**** Text provided

Securities and investment laws

Investment services rendered in relation to securities and financial instruments, whether traditional or dependent upon DLT, are regulated by the Maltese Investment Services Act, Chapter 370 of the Laws of Malta and the Markets in Financial Instruments Directive (MiFID). On the other hand, the VFA Act aims to regulate DLT assets, which are to be distinguished from financial instruments, electronic money and virtual tokens.

The VFA Act defines virtual tokens as a form of digital medium recordation whose utility, value or application is restricted solely to the acquisition of goods or services, either solely within a DLT platform on or in relation to which it was issued or within a limited network of DLT platforms. If a virtual token is or can be converted into another DLT asset type, it is treated as the DLT asset type into which it is or may be converted, unless its technical set-up prohibits the virtual token's conversion.

Electronic money is regulated in accordance with the Financial Institutions Act (Chapter 376 Laws of Malta) and specifically Directive 2009/110/EC of the European Parliament and of the Council of 16 September 2009 on the taking up, pursuit and prudential supervision of the business of electronic money institutions.

The term VFA is defined as any form of digital medium recordation that is used as a digital medium of exchange, unit of account or store of value, and that is not electronic money, a financial instrument or a virtual token. Thus, primarily, the VFA Act aims to regulate assets that do not fall within the parameters of traditional security legislation.

********
**** Information provided

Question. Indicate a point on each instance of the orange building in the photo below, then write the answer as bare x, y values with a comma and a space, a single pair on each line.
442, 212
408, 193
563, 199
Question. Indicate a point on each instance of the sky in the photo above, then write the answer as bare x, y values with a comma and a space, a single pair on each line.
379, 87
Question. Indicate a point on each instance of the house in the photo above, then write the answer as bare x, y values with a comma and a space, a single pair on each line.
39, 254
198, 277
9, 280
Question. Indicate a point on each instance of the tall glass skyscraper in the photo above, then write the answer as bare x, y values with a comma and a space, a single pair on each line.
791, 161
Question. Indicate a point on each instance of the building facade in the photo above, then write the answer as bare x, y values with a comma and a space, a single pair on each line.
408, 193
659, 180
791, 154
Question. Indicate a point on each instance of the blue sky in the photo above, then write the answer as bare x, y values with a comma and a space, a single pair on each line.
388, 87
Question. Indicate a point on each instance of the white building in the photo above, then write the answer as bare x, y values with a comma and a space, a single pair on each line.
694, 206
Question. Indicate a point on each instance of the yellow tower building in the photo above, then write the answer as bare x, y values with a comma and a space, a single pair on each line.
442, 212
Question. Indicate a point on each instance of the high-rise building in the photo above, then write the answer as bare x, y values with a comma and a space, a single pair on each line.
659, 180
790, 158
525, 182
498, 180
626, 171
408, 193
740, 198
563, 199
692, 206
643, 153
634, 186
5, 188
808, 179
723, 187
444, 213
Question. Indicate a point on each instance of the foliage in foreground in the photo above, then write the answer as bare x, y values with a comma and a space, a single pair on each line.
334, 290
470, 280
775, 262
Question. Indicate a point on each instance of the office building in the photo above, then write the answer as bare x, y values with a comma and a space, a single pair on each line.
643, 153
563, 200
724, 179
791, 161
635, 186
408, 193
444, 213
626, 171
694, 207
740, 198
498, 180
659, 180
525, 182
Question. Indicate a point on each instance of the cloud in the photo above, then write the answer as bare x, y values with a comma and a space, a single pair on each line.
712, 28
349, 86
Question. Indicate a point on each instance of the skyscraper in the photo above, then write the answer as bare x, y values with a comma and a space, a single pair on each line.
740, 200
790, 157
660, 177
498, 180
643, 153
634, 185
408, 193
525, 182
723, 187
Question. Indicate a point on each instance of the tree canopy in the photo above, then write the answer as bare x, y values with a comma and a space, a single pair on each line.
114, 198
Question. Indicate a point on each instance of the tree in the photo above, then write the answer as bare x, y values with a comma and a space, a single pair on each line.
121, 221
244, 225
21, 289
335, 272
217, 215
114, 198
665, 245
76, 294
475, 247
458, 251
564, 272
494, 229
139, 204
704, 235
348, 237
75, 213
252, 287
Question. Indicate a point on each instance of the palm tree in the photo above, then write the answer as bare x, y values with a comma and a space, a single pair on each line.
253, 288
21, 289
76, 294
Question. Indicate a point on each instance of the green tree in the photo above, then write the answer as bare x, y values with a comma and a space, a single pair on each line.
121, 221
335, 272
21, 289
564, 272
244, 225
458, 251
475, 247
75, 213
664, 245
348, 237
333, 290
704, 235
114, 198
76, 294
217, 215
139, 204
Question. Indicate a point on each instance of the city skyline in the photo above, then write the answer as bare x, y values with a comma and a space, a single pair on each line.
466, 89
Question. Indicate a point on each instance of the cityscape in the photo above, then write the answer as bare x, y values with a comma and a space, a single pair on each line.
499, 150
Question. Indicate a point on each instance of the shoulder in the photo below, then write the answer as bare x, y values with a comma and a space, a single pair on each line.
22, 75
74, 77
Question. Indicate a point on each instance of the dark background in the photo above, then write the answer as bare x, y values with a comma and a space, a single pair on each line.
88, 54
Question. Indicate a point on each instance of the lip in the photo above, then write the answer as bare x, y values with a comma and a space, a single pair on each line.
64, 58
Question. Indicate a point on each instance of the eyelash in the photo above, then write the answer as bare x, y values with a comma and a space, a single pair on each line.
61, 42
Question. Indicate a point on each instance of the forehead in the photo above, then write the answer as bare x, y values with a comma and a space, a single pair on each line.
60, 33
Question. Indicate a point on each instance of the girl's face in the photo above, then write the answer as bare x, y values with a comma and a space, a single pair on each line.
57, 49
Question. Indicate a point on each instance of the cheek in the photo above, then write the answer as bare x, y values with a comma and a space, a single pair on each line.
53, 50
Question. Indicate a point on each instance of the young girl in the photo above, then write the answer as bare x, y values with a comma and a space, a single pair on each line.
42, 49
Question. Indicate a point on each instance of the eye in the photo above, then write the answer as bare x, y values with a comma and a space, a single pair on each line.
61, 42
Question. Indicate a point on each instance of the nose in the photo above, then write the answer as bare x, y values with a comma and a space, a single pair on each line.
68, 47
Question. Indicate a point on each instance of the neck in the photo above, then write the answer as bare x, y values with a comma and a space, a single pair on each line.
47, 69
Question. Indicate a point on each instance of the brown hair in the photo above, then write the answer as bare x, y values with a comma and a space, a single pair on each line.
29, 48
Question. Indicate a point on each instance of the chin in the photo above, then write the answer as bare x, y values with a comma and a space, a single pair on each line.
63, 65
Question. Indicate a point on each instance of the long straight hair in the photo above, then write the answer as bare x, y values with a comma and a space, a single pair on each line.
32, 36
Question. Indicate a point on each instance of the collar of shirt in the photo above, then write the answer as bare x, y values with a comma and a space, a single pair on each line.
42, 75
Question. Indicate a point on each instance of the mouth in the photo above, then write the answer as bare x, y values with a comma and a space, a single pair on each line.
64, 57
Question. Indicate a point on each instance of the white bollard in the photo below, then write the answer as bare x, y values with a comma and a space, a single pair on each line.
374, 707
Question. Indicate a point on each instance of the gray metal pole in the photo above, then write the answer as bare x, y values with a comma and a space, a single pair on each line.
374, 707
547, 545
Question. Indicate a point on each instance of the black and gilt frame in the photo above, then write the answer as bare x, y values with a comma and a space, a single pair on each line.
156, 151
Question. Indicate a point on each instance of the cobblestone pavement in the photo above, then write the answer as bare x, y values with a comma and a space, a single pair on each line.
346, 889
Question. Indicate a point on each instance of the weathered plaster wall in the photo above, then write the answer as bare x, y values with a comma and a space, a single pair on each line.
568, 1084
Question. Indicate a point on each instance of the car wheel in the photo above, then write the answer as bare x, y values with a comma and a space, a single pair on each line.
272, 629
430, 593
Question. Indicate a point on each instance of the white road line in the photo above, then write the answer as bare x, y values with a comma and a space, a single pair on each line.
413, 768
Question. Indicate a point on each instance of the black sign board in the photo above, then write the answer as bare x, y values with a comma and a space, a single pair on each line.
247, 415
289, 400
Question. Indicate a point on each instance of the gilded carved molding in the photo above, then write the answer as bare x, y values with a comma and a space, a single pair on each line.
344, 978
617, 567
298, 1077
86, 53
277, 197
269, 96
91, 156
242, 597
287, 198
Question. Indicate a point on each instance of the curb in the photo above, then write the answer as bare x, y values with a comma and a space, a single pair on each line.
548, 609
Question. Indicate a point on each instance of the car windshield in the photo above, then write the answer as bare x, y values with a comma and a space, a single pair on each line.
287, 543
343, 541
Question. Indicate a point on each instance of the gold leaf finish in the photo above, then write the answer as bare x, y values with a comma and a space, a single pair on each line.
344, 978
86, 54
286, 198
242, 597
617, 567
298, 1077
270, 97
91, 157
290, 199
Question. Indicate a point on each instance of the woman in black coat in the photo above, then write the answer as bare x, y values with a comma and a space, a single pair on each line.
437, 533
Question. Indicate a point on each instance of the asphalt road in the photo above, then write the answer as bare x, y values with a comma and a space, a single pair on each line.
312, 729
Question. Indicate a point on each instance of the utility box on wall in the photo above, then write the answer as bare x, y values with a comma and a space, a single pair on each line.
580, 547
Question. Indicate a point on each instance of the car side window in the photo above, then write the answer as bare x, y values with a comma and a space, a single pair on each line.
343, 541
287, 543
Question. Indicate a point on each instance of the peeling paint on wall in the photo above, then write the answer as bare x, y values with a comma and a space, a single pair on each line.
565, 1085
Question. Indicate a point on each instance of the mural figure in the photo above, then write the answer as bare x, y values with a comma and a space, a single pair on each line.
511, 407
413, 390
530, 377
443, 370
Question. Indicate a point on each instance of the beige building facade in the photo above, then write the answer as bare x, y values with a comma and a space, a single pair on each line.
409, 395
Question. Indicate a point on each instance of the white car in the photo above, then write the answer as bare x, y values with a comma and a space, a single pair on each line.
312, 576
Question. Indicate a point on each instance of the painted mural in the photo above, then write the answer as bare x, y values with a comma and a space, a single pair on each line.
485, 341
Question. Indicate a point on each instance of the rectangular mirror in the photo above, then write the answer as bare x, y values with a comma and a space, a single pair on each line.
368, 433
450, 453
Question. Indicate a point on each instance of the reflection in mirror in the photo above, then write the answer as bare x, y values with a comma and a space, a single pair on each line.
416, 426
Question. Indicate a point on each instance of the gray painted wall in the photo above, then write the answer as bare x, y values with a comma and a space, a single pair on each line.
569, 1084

********

= Stated exercise 1 =
Answer these questions about the text on Maltese securities and investment laws:
(a) Which chapter of the Laws of Malta is the Investment Services Act?
(b) To what is the utility, value or application of a virtual token restricted?
(c) Which directive specifically governs electronic money?
= Stated exercise 2 =
According to the text on Maltese securities and investment laws, why does the VFA Act primarily regulate assets outside the parameters of traditional security legislation?
= Stated exercise 3 =
Carry the text on Maltese securities and investment laws further, starting after its final sentence.

= Exercise output 1 =
(a) Chapter 370.
(b) It is restricted solely to the acquisition of goods or services, either within the DLT platform on or in relation to which the token was issued or within a limited network of DLT platforms.
(c) Directive 2009/110/EC of the European Parliament and of the Council of 16 September 2009.

= Exercise output 2 =
A VFA is defined as a digital medium recordation used as a digital medium of exchange, unit of account or store of value that is not electronic money, a financial instrument or a virtual token. Because financial instruments and electronic money already fall under other laws, the VFA Act covers assets that traditional security legislation does not reach.

= Exercise output 3 =
To offer legal clarity regarding this distinction, the MFSA created the Financial Instrument Test. The Test must be applied to each DLT asset (i.e., financial instruments, electronic money or virtual tokens dependant on DLT) to determine its nature and the respective applicable legal framework based on the token's features.

Once the type of DLT asset is determined, the following legal regime will be applicable:

  1. virtual tokens are not regulated by any specific body of law in Malta;
  2. financial instruments are defined as set out in the MiFID and thus regulated by financial services legislation;
  3. electronic money is regulated in Malta by the Financial Institutions Act; and
  4. VFAs are regulated by the VFA Act.

The Test is expected to be carried out compulsorily within the context of an ICO for VFAs, referred to as an initial VFA offering (IVFAO) by the issuer and his or her VFA agent. It must also be carried out by persons providing any service or performing any activity within the context of the VFA Act or traditional financial services legislation in relation to DLT assets whose classification has not been determined. Given that the type of DLT asset may change during its lifetime, the MFSA may at any time order the conduct of the Test again to obtain an update on the determination of a DLT asset. If the DLT asset is not issued in or from Malta, the Test must be conducted before any service involving the asset is provided in Malta.

If a DLT asset, such as a securitised token, is considered to be a financial instrument by the Financial Instrument Test, then it is to be regulated by financial services legislation. In this case, rather than conducting an IVFAO or ICO, the issuer would need to assess whether the security token offering qualifies as an offer to the public or not. If it is deemed to constitute an offer to the public, then a prospectus must be drafted and registered with the authority in line with the Prospectus Regulation. The MFSA has also issued feedback on a recent consultation process on the offering of tokens that classify as financial instruments. In the coming months, the MFSA will be collaborating with the Malta Business Registry to explore whether any provisions of the Companies Act require any amendments to clarify whether the registers of members and debenture holders can be kept in dematerialised form using DLT.

Banking and money transmission

When addressing the holding of cryptocurrencies between issuer and investor during the undertaking of a VFA service, the VFA Act makes reference to wallets.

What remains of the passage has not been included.